### CONSIGNA DE TRABAJO
Transcribe sin cambios, del fragmento sobre el narcomenudeo en los barrios, el tramo que va desde "Mientras algunos buscan" hasta "familia en zozobra.".

Los puntos de venta de drogas, en sus distintos estadios, ofrecen alternativas. A más grande la estructura, más “beneficios”. Uno de esos beneficios son las salas de consumo. Y conforme a la frecuencia de compra, algunos narcomenudistas ofrecen pequeñas degustaciones.
Los vecinos de los barrios se sublevan. Se alteran. Se enojan e indignan.
Los barrios tomados por la barbarie. Por la alteración. Entre el delito y el consumo.

“Soy madre de una adicta hoy limpia, con vida impecable de sobriedad y de trabajo desde que nació su hijo hace diez años. Me duele el alma por esas niñas (triple crimen) porque vaya a saber a los peligros que se expuso mi hija.
Hoy y después de mil luchas (internada un mes en el hospital), le doy gracias a Dios por lo que hace. Ella tiene su carro de venta en la playa, trabaja, vive con su hijo”.
Es el testimonio de una mamá consternada por el triple femicidio enmarcado dentro del universo narco.
Como muchas otras madres, padres y familiares, el interrogante recurrente se asienta en cuáles son los potenciales peligros a los que la droga expone, aunque también se relatan los concretos que les han contado y visto.
“Que una hija entregue su virginidad por una dosis de paco te hace preguntar infinitas veces qué hiciste tan mal”, comenta Olga en una ronda de testimonios.
Mientras algunos buscan encuadrar el consumo de estupefacientes en una estructura romántica y de bienestar, del otro lado hay familias enteras padeciendo. Son los pacientes colaterales. La familia en zozobra.
“La fui a buscar y la encontré tirada en un baldío. Rota en todo sentido”.
Los vecinos observan directamente como el espectro busca a quién arrebatarles.
Cuando la droga llega se instala. Cambia el concepto de habitus. La dinámica natural de los barrios se ve alterada. Se modifican las costumbres. Se vive entre contradicciones y paradojas. Y a veces el miedo deviene en terror.
“Había una señora que vendía y siempre venía otra de las vecinas a decirle que por favor no le venda más al hijo. Años después a la otra le pasó lo mismo. El hijo se le perdió en la droga y hasta lo terminaron matando por droga, creo…”, me cuenta Lucas. Un muchacho que hoy se cuestiona no haber salido de la villa cuando tuvo la posibilidad, ya que en el barrio se naturalizan cosas que él no puede.
“Pero lo más loco es que en el barrio vivimos todos juntos, y te cruzas con la familia de la nena que murió y en la otra cuadra con la del delincuente que la mató”. Se refiere al caso de una nena atropellada por un vehículo en el que venían 3 delincuentes hijos de tranzas.

### MATERIAL MOSTRADO
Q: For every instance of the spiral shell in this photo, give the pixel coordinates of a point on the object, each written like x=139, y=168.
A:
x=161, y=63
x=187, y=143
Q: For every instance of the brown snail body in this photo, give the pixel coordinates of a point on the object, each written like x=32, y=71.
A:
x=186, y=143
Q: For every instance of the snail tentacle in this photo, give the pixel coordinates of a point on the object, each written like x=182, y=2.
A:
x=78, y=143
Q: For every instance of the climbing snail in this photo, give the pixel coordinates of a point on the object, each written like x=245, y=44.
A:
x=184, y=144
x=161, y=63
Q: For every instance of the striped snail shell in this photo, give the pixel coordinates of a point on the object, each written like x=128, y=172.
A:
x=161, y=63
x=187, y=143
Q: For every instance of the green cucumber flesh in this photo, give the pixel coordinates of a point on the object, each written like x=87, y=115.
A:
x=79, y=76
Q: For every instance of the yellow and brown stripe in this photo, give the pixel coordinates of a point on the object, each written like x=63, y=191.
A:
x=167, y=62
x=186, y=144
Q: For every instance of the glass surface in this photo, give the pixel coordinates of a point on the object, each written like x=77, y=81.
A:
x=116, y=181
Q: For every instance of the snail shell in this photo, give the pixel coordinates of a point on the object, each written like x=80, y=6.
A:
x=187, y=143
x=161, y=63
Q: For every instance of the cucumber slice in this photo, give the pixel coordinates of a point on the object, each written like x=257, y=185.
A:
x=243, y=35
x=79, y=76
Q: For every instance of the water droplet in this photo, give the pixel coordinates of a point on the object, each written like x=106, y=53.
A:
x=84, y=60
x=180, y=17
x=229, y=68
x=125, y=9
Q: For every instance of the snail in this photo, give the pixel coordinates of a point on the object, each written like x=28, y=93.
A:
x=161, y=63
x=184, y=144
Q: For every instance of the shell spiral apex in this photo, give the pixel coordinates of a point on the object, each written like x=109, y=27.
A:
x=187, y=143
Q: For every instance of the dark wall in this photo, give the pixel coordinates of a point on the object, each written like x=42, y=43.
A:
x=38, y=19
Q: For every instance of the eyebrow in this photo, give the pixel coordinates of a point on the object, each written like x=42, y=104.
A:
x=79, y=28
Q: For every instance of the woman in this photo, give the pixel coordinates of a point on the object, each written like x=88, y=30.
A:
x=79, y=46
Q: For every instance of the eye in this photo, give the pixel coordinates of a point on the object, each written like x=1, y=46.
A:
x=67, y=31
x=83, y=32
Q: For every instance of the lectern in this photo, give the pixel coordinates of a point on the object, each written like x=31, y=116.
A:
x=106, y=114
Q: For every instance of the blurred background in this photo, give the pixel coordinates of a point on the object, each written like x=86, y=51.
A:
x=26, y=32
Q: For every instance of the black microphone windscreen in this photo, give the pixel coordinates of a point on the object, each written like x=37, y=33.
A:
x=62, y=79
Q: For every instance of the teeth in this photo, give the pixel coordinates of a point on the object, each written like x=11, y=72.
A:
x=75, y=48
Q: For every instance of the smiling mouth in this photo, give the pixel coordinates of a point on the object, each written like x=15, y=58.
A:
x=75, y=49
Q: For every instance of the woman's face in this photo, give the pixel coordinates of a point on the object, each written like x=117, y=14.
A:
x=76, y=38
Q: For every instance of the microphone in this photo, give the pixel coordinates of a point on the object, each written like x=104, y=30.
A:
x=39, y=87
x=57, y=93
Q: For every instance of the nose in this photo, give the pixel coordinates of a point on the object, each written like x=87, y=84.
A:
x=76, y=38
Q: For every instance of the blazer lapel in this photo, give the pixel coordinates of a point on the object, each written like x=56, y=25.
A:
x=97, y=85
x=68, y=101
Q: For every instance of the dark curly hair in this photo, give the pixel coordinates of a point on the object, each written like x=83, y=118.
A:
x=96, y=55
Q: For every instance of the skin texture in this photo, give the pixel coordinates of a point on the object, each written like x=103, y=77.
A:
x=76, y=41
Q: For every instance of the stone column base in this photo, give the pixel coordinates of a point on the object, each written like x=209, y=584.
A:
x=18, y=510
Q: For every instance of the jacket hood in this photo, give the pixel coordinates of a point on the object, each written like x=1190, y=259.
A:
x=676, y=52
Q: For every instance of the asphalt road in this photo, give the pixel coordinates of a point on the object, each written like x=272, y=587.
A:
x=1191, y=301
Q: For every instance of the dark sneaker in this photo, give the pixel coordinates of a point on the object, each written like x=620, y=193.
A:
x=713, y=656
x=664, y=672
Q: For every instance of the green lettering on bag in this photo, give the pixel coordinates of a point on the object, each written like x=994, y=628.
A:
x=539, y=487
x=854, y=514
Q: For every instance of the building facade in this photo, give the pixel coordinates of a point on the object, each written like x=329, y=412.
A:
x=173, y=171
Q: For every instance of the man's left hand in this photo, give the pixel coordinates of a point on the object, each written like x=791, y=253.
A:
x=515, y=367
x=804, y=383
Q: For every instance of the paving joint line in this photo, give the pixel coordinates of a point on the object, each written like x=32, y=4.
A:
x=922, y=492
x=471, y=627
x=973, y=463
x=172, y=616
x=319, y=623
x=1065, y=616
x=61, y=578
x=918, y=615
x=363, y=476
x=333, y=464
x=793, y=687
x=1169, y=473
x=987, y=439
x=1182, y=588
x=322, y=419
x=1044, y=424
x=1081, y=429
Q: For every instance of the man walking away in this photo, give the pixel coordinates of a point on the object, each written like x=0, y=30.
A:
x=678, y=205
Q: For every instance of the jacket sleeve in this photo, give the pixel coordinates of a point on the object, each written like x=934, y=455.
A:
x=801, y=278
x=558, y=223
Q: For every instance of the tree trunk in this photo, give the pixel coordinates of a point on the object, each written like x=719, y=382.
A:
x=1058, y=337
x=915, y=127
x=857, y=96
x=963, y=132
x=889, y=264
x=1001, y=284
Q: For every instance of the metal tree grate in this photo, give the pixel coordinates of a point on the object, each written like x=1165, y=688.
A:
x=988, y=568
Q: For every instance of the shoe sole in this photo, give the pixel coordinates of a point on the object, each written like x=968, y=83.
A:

### SOLUCIÓN DEL EJERCICIO
Mientras algunos buscan encuadrar el consumo de estupefacientes en una estructura romántica y de bienestar, del otro lado hay familias enteras padeciendo. Son los pacientes colaterales. La familia en zozobra.